WHAT TO WORK ON:
From the forum thread below, copy word for word the passage starting at "5For this cause" and ending at "riot or unruly.".

TEXT:
====================
5For this cause left I thee in Crete, that thou shouldest set in order the things that are wanting, and ordain elders in every city, as I had appointed thee:
6If any be blameless, *the husband of one wife*, having faithful children not accused of riot or unruly.
7For a bishop must be blameless, as the steward of God; not selfwilled, not soon angry, not given to wine, no striker, not given to filthy lucre; (emphasis added mine.)

Boy, if Paul were just easier to understand. And if he didn't use such CULTURALLY referenced instruction. All that Greek cultural teaching on Creation, and the Fall. All that church order stuff that the Hellenists invented. And see Paul referring to the "law" - surely here we are to read "Roman" law. All that "husband of one wife" deal - I'm sure that was code for "spouse of one spouse." Who knows?

Please, "Pastor" Joyce. What shenanigans, and shameless ones. To look at a descriptive texts as in the Gospel narratives (like Mary arriving at the tomb, told of God to go there and the woman washing Jesus feet with her hair) and swear that these are God ordaining women into the ministry is the the most utter of deceptions. And then throw in a jab for women's lib, ie. "Eve wasn't created from man's foot." Absolutely damnable. How great will her judgment be in the life to come if she refuses to repent.

Brother, to put it plainly, reading the things above (which which I know to be all very accurate having followed this cult movement for many years), let me tenderly but gravely warn you that your wife is being spiritually poisoned.


----------



## Mindaboo

My 18 year old daughter watched the clip with me. She said if that's not a heretic I don't know what is. She then proceeded to tell me that she had been invited to a Bible study during the lunch hour at her co-op. She attended and said the young lady leading the study pretty much quoted what Joyce Meyers said word for word in the above clip. It's sad that this woman is leading so many people astray. Now to go talk to the people who lead the co-op. Pray I'll be gentle and my speech will be seasoned with salt.


----------



## athanatos

I skimmed through one of her books, and I was surprised how deeply evangelical and non-heretical it was... especially for a book on stress. I was, honestly, shocked. I didn't see anything overt.


But her show however. GEEZE.

---------- Post added at 08:44 PM ---------- Previous post was at 08:40 PM ----------

Forget my last post.

Guys, is this board supposed to be a place where we can bash people? This thread seems like it's turned into another one of the threads that are all-too-common here on PB that is looking for witches to burn and parades their errors in the streets as we decry their sin.

I'm not defending her. I just don't like where this is going.


----------



## C. M. Sheffield

Mindaboo said:


> It's sad that this woman is leading so many people astray.



One of the most appalling aspects of that video clip is when the camera pans-out to the audience and you have these women just beaming with satisfaction as this woman leads them in thumbing their noses at God and the authority he has instituted in the home and church.
====================
GIVEN ENTRIES:

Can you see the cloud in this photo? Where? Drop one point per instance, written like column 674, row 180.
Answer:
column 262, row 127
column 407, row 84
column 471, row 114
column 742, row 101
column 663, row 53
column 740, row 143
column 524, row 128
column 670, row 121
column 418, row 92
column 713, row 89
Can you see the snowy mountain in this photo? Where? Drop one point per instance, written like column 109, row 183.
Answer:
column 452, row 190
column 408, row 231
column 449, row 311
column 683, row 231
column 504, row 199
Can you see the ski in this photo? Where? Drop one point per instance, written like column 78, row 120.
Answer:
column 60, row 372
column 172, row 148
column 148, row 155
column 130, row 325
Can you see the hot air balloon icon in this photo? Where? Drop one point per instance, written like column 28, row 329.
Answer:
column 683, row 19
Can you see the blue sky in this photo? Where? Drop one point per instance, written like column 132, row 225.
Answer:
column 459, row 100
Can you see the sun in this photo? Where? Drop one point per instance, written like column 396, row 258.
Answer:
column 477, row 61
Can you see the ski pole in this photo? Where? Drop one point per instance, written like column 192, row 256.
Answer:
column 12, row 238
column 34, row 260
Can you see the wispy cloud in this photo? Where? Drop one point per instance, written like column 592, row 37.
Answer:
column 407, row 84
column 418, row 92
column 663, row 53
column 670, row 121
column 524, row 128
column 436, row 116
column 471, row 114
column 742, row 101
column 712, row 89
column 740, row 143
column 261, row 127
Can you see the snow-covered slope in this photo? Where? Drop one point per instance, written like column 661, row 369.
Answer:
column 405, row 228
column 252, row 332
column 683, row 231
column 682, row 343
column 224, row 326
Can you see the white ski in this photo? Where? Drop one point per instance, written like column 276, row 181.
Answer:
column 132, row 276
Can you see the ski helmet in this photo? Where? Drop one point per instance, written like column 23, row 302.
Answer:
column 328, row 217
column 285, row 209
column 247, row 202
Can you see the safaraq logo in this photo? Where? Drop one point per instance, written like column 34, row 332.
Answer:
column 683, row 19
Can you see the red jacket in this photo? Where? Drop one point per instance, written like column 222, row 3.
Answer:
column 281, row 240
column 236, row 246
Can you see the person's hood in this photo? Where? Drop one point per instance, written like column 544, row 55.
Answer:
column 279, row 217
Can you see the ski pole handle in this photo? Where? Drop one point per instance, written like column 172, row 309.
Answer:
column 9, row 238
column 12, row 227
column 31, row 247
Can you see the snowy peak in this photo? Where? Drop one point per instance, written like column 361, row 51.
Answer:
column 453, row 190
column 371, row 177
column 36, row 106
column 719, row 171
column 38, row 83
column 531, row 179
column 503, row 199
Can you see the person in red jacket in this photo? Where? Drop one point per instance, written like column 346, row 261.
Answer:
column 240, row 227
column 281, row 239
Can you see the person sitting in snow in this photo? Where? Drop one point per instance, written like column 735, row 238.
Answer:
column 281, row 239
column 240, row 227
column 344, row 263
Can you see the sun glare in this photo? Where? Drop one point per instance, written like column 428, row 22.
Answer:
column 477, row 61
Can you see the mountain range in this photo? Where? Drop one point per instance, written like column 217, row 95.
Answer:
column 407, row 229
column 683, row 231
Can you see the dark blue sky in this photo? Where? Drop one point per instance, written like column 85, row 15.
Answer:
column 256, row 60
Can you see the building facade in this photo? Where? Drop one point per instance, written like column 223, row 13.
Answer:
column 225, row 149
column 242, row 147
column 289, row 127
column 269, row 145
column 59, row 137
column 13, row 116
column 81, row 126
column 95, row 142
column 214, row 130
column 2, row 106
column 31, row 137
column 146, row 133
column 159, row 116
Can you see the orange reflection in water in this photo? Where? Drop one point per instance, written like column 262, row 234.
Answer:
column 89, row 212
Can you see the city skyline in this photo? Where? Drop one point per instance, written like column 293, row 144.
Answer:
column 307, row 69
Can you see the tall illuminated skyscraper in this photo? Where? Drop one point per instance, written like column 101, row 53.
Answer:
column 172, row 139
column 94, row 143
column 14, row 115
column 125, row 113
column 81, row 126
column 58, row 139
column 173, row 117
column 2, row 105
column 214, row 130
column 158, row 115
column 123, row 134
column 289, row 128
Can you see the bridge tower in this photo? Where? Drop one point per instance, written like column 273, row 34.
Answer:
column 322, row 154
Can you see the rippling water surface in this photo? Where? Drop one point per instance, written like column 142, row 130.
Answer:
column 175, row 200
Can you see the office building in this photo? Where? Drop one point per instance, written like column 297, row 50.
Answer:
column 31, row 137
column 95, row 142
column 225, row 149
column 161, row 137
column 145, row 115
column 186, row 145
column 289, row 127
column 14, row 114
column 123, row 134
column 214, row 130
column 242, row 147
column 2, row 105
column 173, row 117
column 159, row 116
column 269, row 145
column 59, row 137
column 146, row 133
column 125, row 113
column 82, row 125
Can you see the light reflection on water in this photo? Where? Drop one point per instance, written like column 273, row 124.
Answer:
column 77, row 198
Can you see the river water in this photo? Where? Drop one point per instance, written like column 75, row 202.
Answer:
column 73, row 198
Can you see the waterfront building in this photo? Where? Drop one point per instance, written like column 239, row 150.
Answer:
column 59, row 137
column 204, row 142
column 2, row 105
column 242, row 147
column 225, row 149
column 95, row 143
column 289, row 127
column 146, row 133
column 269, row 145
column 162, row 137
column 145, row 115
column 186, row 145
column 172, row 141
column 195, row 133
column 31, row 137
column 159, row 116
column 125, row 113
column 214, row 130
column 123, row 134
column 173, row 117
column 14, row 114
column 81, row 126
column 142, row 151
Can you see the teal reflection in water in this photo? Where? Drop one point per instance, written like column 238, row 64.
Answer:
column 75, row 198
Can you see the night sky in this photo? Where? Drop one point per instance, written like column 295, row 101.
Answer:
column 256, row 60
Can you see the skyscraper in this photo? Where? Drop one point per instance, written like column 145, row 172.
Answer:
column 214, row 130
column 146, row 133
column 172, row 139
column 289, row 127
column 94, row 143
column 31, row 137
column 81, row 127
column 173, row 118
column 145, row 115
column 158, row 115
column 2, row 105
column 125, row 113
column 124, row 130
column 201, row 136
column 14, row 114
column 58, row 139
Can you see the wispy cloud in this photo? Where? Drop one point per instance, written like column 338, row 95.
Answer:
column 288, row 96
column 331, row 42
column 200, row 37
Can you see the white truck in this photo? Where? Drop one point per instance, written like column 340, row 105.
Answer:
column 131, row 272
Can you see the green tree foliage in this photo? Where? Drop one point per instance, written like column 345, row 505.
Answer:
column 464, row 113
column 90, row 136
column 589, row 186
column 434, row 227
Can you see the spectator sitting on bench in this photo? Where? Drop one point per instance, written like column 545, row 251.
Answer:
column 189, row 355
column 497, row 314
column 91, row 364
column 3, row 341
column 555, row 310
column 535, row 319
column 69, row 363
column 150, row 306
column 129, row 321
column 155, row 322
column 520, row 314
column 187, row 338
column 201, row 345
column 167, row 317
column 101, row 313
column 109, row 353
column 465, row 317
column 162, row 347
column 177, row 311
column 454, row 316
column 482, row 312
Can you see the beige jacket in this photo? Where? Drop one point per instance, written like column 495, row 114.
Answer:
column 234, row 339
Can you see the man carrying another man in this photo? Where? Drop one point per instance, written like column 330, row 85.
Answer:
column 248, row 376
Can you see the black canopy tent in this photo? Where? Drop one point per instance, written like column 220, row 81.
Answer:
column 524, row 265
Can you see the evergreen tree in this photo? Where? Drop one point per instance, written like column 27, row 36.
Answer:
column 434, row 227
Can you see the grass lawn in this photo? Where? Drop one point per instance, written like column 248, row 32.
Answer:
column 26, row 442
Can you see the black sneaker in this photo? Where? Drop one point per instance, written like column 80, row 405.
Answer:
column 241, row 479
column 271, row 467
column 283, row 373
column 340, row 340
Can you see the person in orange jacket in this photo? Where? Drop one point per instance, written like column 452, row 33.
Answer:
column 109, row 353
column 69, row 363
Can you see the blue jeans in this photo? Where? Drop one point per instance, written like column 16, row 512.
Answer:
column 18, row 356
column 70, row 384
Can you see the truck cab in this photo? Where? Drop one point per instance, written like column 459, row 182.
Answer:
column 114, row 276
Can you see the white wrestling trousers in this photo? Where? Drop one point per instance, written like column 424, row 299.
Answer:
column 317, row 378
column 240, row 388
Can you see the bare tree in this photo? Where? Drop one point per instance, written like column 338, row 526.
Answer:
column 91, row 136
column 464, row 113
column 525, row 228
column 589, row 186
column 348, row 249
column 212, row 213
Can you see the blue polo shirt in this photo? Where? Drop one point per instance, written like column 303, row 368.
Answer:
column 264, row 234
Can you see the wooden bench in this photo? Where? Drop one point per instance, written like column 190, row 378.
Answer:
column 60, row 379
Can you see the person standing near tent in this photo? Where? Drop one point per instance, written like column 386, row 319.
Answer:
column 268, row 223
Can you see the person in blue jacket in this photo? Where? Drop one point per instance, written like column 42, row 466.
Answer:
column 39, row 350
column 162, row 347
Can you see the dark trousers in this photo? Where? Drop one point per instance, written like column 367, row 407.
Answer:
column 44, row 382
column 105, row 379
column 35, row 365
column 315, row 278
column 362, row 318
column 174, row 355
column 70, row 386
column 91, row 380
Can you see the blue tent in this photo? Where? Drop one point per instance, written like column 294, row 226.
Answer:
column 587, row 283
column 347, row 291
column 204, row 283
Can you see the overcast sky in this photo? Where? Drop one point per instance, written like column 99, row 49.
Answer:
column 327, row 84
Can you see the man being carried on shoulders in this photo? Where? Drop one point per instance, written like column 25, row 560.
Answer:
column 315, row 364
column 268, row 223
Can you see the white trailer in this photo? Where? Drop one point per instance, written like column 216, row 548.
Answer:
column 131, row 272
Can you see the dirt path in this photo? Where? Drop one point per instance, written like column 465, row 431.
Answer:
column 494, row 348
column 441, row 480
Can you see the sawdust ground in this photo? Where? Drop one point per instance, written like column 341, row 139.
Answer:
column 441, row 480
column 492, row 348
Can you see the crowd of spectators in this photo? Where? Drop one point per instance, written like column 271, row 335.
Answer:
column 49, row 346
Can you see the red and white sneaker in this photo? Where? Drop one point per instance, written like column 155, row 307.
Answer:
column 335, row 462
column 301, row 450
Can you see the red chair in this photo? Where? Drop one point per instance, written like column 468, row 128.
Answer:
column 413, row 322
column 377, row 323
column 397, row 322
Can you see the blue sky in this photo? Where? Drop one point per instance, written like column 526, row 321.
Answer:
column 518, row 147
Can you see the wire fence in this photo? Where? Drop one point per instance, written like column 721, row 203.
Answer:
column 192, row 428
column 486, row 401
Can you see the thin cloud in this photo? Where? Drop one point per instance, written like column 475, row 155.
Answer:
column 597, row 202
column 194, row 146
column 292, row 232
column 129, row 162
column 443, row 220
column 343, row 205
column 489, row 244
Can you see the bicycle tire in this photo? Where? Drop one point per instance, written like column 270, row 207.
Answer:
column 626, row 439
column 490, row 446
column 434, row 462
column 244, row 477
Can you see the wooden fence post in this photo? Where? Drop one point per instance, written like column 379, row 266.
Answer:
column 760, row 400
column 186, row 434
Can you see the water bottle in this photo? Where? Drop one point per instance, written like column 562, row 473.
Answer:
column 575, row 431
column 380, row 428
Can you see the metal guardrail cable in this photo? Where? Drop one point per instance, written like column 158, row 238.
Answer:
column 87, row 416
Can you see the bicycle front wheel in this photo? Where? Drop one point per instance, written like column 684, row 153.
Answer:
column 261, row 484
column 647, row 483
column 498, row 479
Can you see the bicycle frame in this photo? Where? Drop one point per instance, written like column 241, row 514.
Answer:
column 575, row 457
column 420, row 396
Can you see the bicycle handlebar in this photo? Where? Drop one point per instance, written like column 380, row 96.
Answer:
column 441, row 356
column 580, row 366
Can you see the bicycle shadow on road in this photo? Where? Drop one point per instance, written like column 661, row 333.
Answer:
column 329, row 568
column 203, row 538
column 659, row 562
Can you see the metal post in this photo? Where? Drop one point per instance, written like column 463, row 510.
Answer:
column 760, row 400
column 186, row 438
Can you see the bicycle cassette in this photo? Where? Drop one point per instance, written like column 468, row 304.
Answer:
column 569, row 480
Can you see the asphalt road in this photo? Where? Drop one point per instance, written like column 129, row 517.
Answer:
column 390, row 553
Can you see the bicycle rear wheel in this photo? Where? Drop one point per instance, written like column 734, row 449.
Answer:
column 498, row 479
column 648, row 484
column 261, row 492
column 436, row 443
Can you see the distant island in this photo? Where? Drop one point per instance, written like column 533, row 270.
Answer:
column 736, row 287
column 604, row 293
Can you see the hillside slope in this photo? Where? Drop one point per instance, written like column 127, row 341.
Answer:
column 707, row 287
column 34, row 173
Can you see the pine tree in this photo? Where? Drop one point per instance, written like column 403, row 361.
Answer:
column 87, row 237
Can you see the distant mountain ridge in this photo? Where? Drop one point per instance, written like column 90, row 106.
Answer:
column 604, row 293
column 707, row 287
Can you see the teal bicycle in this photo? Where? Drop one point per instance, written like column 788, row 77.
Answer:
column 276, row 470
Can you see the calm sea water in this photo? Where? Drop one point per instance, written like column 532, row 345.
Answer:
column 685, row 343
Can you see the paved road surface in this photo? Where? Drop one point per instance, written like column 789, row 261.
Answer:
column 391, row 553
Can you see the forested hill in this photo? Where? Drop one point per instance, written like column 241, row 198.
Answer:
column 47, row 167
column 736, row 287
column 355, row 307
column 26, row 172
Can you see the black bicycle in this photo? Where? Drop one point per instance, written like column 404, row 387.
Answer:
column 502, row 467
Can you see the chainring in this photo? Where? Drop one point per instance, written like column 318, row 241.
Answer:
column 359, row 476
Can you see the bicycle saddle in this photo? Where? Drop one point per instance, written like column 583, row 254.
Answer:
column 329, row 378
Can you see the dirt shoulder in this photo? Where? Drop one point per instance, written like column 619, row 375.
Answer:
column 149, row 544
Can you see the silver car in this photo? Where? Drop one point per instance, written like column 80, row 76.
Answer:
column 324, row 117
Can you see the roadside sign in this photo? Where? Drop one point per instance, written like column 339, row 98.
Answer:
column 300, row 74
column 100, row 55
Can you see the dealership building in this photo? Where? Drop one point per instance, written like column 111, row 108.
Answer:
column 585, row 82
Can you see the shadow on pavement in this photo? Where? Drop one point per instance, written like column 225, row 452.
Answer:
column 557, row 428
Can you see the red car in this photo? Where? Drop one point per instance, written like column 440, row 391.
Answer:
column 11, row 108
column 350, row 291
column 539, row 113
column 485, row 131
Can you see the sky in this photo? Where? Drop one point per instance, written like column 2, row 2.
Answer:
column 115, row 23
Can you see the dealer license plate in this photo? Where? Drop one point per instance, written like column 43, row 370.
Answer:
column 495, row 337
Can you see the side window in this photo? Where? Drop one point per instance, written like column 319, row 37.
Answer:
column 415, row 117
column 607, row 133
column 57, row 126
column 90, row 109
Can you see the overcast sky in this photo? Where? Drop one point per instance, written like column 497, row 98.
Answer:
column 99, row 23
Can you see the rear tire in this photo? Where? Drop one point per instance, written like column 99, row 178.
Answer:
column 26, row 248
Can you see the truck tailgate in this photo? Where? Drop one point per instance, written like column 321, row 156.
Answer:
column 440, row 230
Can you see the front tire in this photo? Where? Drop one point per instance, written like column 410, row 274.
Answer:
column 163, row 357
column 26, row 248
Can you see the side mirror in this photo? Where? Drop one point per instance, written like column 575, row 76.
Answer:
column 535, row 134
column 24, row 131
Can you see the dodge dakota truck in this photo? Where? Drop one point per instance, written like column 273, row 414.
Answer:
====================
ANSWER FOR THIS EXERCISE:
5For this cause left I thee in Crete, that thou shouldest set in order the things that are wanting, and ordain elders in every city, as I had appointed thee:
6If any be blameless, *the husband of one wife*, having faithful children not accused of riot or unruly.